**Provided records:**
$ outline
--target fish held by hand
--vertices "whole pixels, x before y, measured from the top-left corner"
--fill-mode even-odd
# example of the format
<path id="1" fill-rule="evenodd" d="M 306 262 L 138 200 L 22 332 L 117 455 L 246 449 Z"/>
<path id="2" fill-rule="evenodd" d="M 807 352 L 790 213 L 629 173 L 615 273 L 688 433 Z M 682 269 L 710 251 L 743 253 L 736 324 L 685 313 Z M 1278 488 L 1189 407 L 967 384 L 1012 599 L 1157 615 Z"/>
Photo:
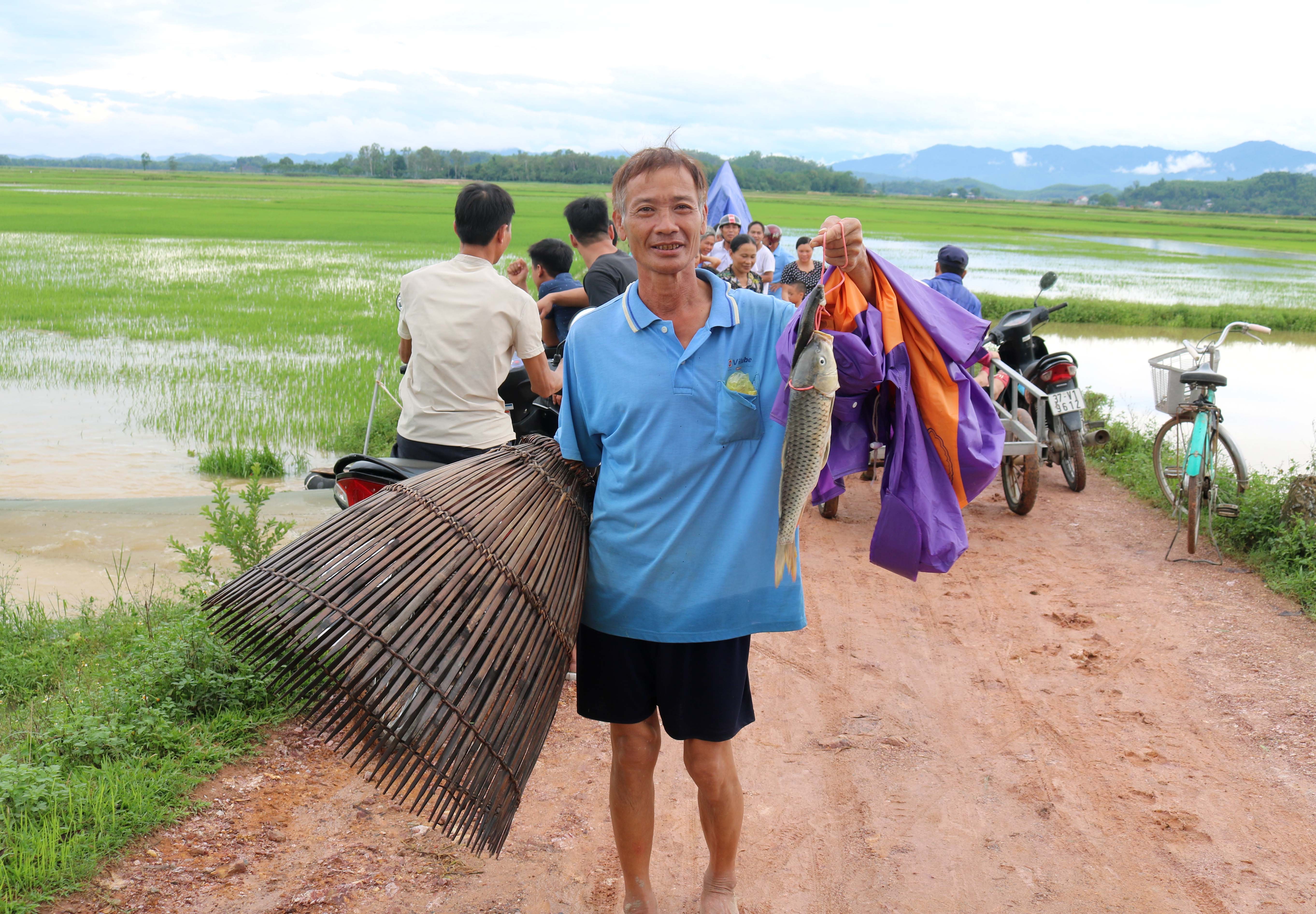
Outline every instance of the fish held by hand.
<path id="1" fill-rule="evenodd" d="M 815 305 L 816 308 L 816 305 Z M 808 314 L 801 314 L 801 318 Z M 841 379 L 832 352 L 832 337 L 800 321 L 800 334 L 808 342 L 796 349 L 791 367 L 791 398 L 786 414 L 786 442 L 782 445 L 782 488 L 778 496 L 775 585 L 782 572 L 791 571 L 799 580 L 795 551 L 795 529 L 809 492 L 817 485 L 832 447 L 832 405 Z"/>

**Directions:** Please rewrite all the records above with "fish held by hand" replaced by "fish held in a hand" and nothing else changed. Leave the pictures out.

**Exercise result:**
$ outline
--target fish held in a hand
--vertices "whole pixels, x before y, measured from the top-left corner"
--fill-mode even-odd
# example of the format
<path id="1" fill-rule="evenodd" d="M 306 262 L 138 200 L 22 332 L 117 455 L 246 449 Z"/>
<path id="2" fill-rule="evenodd" d="M 807 352 L 790 213 L 629 173 L 615 273 L 688 433 Z M 682 269 L 710 251 L 743 253 L 736 324 L 685 313 Z M 1278 488 L 1189 407 L 967 384 L 1012 599 L 1157 615 Z"/>
Photo:
Outline every instance of the fish held in a hand.
<path id="1" fill-rule="evenodd" d="M 815 305 L 816 308 L 816 305 Z M 808 314 L 801 314 L 801 318 Z M 841 379 L 832 352 L 832 337 L 800 321 L 800 334 L 808 342 L 796 349 L 791 367 L 791 398 L 786 414 L 786 442 L 782 445 L 782 488 L 778 496 L 775 585 L 782 572 L 791 571 L 799 580 L 795 551 L 795 529 L 809 492 L 817 485 L 832 447 L 832 405 Z"/>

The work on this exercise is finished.